Task directions: Your response should consist solely of the lines from the one containing "Reviewer note: make sure each instance of the white lamp" through the final line of the entries, repeated exactly.

Information given:
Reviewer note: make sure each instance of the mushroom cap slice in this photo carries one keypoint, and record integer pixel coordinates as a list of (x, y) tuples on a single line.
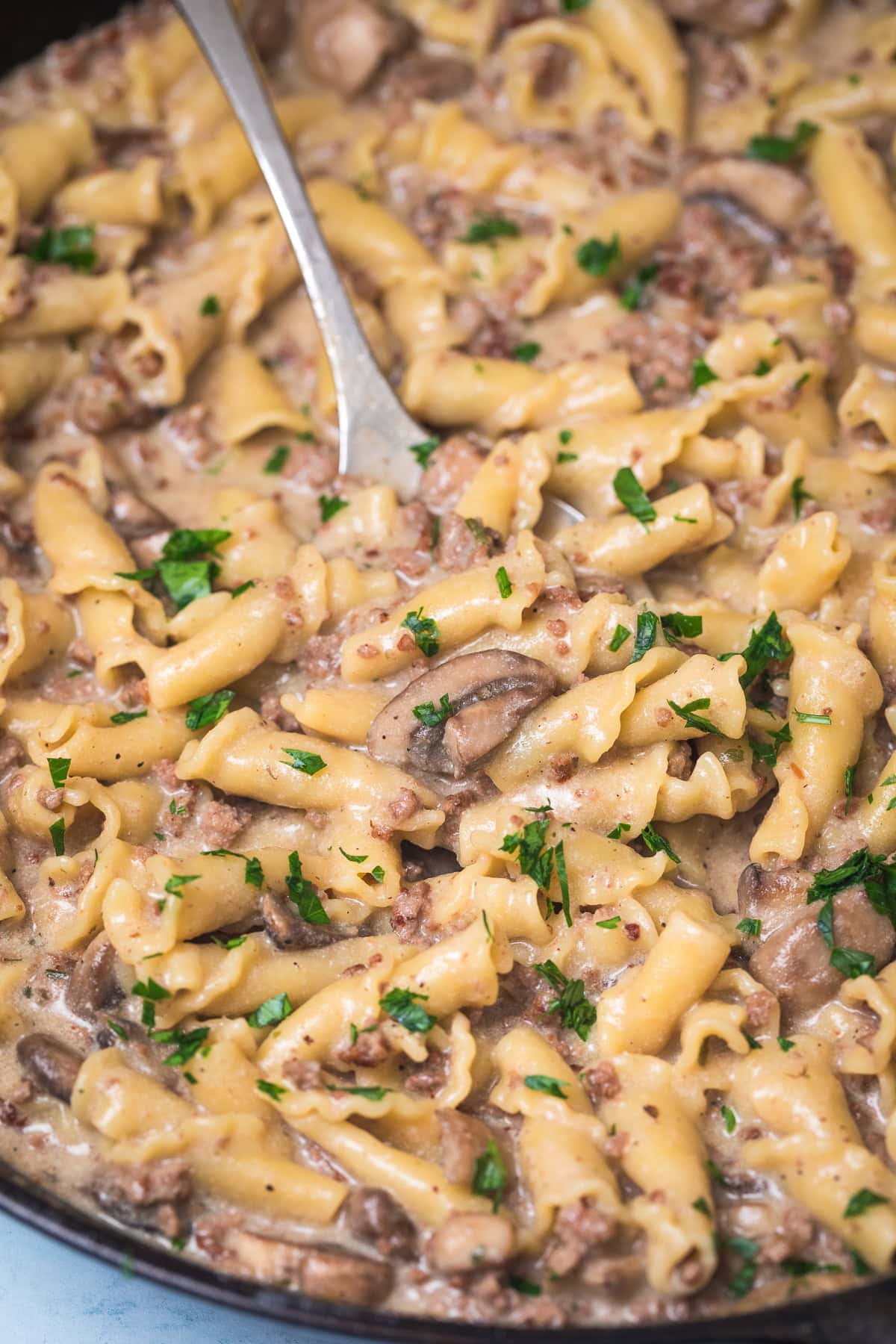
[(489, 694), (49, 1063), (770, 193)]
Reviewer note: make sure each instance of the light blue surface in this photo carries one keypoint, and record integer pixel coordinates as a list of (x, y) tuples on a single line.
[(52, 1295)]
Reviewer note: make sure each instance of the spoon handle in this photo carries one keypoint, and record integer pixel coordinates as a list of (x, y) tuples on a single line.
[(371, 420)]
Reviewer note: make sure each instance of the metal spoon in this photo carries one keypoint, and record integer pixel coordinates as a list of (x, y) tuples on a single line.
[(374, 428)]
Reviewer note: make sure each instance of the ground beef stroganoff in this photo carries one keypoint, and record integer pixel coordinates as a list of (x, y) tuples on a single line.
[(399, 903)]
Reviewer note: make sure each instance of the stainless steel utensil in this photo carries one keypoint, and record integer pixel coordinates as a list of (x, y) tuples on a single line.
[(374, 428)]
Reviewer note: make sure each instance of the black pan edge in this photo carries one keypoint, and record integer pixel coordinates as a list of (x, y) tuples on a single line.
[(859, 1316), (856, 1316)]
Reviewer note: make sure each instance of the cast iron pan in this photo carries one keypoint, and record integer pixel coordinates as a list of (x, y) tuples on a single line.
[(859, 1316)]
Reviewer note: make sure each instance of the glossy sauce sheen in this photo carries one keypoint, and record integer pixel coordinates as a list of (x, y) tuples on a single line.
[(559, 987)]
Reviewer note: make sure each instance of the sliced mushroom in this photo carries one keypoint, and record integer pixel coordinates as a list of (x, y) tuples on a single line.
[(376, 1216), (49, 1063), (489, 694), (467, 1242), (418, 75), (768, 191), (731, 18), (94, 983), (132, 517), (287, 929), (344, 42), (343, 1277)]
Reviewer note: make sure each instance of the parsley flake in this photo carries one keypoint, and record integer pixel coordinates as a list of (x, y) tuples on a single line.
[(208, 709), (633, 497)]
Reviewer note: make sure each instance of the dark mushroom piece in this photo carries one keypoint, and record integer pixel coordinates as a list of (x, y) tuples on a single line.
[(132, 517), (794, 962), (93, 984), (731, 18), (489, 694), (768, 193), (287, 929), (49, 1063), (375, 1216)]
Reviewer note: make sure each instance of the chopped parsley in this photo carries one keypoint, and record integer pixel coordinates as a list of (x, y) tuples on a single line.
[(702, 374), (595, 257), (425, 631), (208, 709), (798, 495), (180, 570), (402, 1006), (430, 715), (633, 497), (367, 1093), (695, 721), (800, 1268), (128, 715), (331, 505), (489, 1175), (528, 351), (632, 296), (526, 1285), (746, 1275), (536, 860), (178, 880), (485, 228), (72, 246), (768, 644), (270, 1012), (272, 1090), (781, 149), (862, 1201), (422, 452), (253, 875), (305, 761), (58, 836), (656, 843), (677, 626), (302, 894), (277, 461), (574, 1008), (645, 635), (768, 752), (151, 992), (852, 962), (60, 768), (187, 1043), (543, 1082)]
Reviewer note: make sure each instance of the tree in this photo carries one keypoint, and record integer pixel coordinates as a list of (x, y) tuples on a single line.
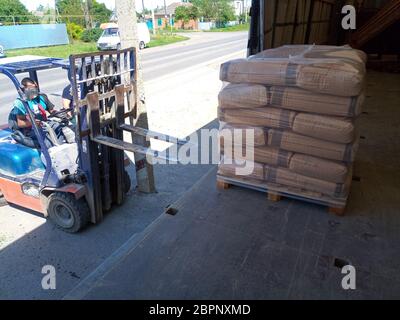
[(71, 11), (13, 11), (99, 12), (182, 13), (74, 11)]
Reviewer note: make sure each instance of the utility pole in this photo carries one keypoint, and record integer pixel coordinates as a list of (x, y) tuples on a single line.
[(127, 25), (165, 14)]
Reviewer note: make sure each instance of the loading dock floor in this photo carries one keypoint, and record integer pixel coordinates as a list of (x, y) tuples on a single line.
[(235, 244)]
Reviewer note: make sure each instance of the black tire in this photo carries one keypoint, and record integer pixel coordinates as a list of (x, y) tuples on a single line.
[(127, 182), (67, 213)]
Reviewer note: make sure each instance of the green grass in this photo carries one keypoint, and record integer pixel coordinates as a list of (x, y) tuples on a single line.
[(239, 27), (163, 39), (77, 47), (63, 51)]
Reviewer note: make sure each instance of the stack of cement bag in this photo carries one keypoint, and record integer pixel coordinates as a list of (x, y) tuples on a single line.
[(302, 103)]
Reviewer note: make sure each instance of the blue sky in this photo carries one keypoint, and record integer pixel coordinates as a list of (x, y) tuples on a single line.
[(33, 4)]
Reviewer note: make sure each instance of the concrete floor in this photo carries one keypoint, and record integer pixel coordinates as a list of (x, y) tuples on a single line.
[(234, 244)]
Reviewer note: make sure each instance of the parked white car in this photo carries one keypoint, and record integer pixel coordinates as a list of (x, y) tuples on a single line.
[(110, 39), (2, 54)]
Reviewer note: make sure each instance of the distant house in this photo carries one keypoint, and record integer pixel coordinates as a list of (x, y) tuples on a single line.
[(166, 15)]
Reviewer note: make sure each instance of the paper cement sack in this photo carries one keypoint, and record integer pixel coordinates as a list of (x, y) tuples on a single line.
[(290, 141), (306, 165), (329, 70), (254, 95), (288, 178), (285, 177)]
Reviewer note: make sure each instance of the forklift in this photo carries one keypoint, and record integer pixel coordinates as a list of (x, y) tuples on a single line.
[(75, 183)]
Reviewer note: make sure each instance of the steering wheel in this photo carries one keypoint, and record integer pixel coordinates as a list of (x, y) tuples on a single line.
[(62, 114)]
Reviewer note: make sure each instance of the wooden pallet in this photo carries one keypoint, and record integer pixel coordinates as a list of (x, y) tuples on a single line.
[(338, 208)]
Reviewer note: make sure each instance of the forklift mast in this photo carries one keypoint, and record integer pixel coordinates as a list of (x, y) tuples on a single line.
[(104, 88)]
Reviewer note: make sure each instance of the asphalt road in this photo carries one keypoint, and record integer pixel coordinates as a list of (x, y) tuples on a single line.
[(157, 62), (27, 242)]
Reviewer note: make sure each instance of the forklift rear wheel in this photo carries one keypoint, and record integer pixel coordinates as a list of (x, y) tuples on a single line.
[(67, 213), (127, 182)]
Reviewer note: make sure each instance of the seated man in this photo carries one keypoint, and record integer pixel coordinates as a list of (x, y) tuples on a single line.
[(19, 121)]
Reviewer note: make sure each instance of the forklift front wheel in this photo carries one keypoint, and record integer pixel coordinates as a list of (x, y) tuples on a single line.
[(67, 213)]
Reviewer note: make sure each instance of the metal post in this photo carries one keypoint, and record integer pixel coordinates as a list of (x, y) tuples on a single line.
[(127, 24)]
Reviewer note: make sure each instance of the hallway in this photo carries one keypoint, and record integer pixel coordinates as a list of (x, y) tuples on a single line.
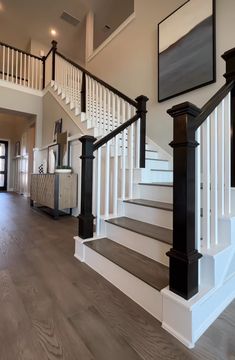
[(54, 307)]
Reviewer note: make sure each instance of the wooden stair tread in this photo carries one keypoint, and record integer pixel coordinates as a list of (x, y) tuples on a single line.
[(143, 228), (144, 268), (157, 184), (151, 203)]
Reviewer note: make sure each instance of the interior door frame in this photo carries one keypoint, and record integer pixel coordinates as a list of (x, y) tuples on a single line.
[(6, 187)]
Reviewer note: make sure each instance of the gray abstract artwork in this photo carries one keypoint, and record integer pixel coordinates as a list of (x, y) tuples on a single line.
[(186, 49)]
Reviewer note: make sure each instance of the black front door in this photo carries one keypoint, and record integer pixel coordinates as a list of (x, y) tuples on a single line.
[(3, 165)]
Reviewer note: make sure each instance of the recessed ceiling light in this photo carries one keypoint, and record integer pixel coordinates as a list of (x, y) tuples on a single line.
[(53, 32)]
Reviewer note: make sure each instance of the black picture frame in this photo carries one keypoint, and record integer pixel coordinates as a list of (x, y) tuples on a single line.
[(163, 79), (56, 151)]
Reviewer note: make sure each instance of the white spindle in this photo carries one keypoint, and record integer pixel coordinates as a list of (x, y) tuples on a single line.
[(12, 65), (227, 131), (130, 153), (107, 178), (8, 63), (17, 65), (115, 177), (98, 196), (3, 62), (29, 70), (198, 191), (206, 183), (25, 60), (221, 155)]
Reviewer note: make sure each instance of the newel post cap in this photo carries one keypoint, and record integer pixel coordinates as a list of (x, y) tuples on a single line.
[(229, 58)]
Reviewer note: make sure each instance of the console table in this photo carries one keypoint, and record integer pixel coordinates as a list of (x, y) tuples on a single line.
[(55, 191)]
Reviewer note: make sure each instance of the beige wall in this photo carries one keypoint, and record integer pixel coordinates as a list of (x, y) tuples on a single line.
[(23, 102), (129, 61), (52, 111)]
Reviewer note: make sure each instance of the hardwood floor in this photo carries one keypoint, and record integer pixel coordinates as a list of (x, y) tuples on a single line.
[(54, 307)]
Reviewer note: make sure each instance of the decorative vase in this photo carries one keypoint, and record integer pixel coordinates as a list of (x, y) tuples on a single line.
[(51, 162)]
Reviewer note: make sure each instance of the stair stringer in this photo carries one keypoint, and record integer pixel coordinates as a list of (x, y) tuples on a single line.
[(188, 320)]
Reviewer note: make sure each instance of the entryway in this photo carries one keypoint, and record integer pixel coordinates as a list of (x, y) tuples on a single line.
[(3, 165)]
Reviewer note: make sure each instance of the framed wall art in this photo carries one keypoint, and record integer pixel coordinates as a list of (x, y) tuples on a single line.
[(186, 49)]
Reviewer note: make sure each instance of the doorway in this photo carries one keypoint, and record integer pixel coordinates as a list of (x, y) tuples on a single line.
[(3, 165)]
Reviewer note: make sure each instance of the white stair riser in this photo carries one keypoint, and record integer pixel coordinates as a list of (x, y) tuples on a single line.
[(155, 193), (147, 297), (150, 215), (144, 245), (157, 164)]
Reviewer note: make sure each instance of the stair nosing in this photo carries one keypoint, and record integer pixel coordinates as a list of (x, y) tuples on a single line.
[(158, 288), (109, 221)]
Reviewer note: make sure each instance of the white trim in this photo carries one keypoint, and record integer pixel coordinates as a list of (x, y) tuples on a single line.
[(112, 36), (21, 88)]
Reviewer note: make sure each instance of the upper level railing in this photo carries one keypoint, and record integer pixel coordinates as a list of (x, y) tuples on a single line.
[(203, 160), (20, 67)]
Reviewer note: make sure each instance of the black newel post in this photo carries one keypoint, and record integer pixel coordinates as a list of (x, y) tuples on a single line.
[(54, 49), (229, 58), (184, 256), (43, 71), (142, 111), (83, 93), (85, 229)]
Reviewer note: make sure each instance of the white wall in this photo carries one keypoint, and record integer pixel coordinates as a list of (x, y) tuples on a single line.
[(129, 61)]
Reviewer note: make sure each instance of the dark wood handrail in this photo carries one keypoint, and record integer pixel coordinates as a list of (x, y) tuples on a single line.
[(211, 105), (109, 87), (21, 51), (115, 132)]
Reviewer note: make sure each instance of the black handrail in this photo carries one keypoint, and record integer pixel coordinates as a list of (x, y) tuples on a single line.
[(211, 105), (115, 132), (103, 83), (21, 51)]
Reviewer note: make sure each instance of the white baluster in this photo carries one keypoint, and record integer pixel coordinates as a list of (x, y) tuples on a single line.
[(206, 184), (115, 176), (214, 178), (17, 64), (130, 153), (25, 60), (3, 62), (107, 177), (227, 132), (98, 197), (12, 65), (8, 63), (198, 191), (29, 71)]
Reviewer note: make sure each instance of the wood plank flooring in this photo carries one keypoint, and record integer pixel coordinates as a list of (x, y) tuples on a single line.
[(54, 307)]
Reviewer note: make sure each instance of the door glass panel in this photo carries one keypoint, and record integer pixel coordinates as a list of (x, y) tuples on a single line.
[(1, 180), (2, 150), (2, 164)]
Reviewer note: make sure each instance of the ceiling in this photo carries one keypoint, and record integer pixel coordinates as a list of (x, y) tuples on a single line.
[(21, 21)]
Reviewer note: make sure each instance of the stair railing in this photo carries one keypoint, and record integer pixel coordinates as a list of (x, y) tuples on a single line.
[(116, 155), (20, 68), (202, 180)]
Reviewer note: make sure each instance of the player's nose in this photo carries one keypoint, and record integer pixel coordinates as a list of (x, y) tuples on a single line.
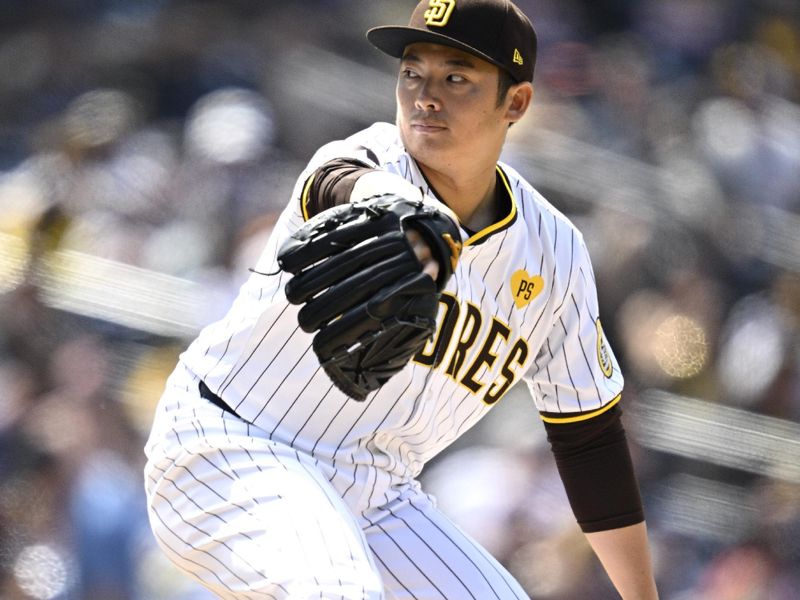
[(427, 99)]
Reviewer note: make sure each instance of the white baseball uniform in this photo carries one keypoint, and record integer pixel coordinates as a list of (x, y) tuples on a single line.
[(313, 495)]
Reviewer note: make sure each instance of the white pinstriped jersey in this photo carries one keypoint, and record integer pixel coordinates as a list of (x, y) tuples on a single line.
[(521, 305)]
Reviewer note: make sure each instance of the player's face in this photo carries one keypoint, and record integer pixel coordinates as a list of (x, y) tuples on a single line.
[(447, 109)]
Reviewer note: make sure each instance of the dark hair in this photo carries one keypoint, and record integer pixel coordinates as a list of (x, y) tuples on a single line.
[(504, 83)]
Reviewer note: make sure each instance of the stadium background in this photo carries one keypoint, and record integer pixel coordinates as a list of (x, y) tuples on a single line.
[(146, 147)]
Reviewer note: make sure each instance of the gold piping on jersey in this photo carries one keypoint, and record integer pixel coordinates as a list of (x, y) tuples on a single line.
[(504, 222), (304, 197), (582, 416)]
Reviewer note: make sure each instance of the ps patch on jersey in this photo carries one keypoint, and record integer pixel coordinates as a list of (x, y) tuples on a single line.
[(525, 287), (603, 354)]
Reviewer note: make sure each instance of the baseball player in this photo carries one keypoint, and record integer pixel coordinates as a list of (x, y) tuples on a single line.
[(285, 451)]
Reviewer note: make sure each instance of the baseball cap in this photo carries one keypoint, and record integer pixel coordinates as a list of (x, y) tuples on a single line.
[(494, 30)]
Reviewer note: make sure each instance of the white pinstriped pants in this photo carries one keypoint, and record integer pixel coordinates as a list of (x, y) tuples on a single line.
[(251, 518)]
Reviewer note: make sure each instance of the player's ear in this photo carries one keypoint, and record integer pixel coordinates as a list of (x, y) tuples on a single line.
[(519, 99)]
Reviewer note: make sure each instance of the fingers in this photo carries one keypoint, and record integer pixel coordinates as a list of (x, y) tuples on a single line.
[(423, 253)]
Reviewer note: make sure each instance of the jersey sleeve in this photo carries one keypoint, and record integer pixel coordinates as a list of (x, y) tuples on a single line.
[(575, 375)]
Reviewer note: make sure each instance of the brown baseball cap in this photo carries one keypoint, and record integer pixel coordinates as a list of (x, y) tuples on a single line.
[(494, 30)]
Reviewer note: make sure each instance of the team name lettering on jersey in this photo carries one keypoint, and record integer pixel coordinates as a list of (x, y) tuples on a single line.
[(458, 338)]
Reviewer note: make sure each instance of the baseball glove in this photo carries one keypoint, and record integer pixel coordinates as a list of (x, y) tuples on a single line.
[(362, 286)]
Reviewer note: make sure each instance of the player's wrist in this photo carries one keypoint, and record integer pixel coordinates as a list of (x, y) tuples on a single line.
[(377, 182)]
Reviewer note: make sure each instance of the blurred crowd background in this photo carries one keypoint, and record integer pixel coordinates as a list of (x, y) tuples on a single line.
[(146, 147)]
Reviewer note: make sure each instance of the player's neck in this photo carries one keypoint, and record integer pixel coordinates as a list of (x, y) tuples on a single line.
[(472, 197)]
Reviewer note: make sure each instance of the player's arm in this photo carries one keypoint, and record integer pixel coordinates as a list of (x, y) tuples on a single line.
[(342, 180), (595, 466)]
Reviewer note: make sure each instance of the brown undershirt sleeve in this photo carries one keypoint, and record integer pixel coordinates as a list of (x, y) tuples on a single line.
[(331, 184), (595, 466)]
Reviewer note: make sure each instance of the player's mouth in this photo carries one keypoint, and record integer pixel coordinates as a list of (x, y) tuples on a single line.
[(427, 126)]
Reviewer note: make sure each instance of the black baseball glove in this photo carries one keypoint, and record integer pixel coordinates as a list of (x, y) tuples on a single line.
[(362, 286)]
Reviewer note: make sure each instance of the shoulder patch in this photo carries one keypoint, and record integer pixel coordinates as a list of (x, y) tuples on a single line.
[(525, 287), (603, 354)]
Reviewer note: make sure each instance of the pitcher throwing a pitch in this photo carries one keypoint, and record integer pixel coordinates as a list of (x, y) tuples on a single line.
[(411, 280)]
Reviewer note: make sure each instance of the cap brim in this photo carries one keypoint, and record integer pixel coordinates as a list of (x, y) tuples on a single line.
[(393, 41)]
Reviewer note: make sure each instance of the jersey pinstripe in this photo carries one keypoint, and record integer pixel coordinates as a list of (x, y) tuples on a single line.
[(520, 306)]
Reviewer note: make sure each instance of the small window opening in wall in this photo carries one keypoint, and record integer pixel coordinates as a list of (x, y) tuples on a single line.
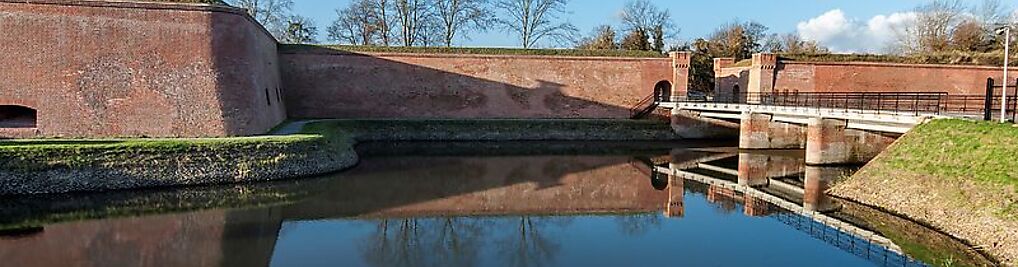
[(12, 116), (663, 91), (268, 99)]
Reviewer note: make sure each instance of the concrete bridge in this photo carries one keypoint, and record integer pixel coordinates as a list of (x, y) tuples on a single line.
[(833, 127), (761, 181)]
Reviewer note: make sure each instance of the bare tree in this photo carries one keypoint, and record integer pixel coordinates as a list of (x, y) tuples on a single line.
[(356, 24), (603, 38), (383, 18), (412, 16), (932, 27), (534, 20), (459, 16), (642, 16), (792, 44), (300, 30), (273, 14)]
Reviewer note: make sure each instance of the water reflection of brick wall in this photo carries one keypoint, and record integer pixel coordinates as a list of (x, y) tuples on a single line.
[(413, 187), (97, 68), (328, 84), (203, 238)]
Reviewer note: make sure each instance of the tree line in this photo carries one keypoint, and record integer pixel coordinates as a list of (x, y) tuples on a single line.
[(939, 27)]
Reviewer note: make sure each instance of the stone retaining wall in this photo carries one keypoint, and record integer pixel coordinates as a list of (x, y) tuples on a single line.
[(108, 169)]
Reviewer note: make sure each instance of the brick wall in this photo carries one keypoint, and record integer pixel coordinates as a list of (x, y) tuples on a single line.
[(856, 76), (860, 76), (328, 84), (130, 69)]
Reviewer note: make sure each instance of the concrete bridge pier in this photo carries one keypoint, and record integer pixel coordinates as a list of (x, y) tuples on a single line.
[(830, 142), (760, 131), (753, 169), (689, 124), (817, 180), (676, 194)]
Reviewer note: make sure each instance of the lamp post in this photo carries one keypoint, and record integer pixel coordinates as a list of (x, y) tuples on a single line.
[(1007, 56)]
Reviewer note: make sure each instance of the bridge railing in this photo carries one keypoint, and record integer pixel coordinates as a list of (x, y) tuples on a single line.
[(877, 102)]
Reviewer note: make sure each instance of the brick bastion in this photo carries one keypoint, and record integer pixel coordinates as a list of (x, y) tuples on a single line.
[(96, 68), (329, 84), (771, 73)]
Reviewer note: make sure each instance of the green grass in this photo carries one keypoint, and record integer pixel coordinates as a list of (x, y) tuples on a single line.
[(213, 2), (961, 150), (293, 48), (955, 58)]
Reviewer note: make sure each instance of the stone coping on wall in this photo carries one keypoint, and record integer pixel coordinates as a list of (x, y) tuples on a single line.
[(178, 6), (443, 55), (887, 64)]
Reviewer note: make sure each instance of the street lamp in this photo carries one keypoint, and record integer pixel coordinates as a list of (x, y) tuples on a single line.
[(1006, 31)]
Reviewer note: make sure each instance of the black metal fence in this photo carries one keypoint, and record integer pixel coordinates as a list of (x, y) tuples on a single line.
[(938, 103)]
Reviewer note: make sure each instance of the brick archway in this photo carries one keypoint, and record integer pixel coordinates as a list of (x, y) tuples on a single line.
[(17, 116)]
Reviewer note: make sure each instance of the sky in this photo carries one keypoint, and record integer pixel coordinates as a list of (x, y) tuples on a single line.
[(844, 25)]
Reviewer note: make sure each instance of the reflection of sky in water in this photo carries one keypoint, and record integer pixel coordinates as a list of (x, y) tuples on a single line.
[(705, 236)]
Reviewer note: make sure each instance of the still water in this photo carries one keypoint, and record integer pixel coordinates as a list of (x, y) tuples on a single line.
[(479, 204)]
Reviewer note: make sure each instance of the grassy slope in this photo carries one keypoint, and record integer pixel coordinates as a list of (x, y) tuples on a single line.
[(985, 153), (293, 48), (955, 175), (339, 135)]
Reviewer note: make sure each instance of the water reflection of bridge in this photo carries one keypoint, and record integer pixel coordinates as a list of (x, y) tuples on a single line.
[(762, 181), (401, 189)]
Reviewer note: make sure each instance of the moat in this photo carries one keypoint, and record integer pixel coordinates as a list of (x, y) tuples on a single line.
[(482, 204)]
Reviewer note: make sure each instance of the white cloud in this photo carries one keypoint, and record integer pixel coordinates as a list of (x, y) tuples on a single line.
[(845, 35)]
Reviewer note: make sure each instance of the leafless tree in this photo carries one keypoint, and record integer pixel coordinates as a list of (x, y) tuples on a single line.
[(273, 14), (412, 16), (793, 44), (383, 18), (356, 24), (642, 16), (300, 30), (932, 27), (457, 17), (603, 38), (533, 20)]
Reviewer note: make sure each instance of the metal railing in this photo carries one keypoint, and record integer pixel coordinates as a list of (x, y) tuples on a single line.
[(643, 107), (916, 103)]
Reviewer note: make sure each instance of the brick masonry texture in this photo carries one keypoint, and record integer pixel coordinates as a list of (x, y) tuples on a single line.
[(170, 167), (137, 69), (855, 76), (329, 84)]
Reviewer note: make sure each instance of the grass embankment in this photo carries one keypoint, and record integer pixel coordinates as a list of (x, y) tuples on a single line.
[(956, 175), (336, 137), (952, 58), (294, 48), (498, 129)]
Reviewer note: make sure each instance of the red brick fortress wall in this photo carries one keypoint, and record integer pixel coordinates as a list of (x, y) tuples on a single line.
[(862, 76), (330, 84), (94, 68), (787, 75)]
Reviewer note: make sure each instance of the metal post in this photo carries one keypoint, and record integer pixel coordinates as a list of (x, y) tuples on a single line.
[(987, 101), (1004, 91)]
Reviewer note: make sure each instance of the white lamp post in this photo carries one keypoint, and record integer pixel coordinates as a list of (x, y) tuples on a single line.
[(1007, 56)]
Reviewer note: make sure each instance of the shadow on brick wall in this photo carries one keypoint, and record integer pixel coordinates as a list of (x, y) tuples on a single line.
[(322, 83), (404, 187)]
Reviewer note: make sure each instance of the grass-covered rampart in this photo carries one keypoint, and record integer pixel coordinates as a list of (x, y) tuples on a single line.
[(956, 175), (44, 166), (293, 48)]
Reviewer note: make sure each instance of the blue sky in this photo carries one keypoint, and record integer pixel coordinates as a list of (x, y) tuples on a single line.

Written response:
Reviewer note: make sure each instance of the white lamp post in this photo carries one keypoint, and record integer pixel coordinates as a list of (x, y) tuples on a single line.
[(1007, 56)]
Reviewer note: make sure each instance of the shadow on brick wall in this photo carries one keypoint, and record integer pixel coordinates as a list of (x, y) tuples on a single line.
[(322, 83), (404, 187)]
Reviewer note: make sure each instance of the grass-covered rampart in this photo carries one keypoint, and record integer pixel coordinates as a list of (x, y) tuples on a single line.
[(956, 175), (44, 166), (293, 48)]
Reviewer note: make sure each instance of the blue sky in this photo carries one keypoint, and record integer pixel coordinates as a list of (x, y) tuples on a single line.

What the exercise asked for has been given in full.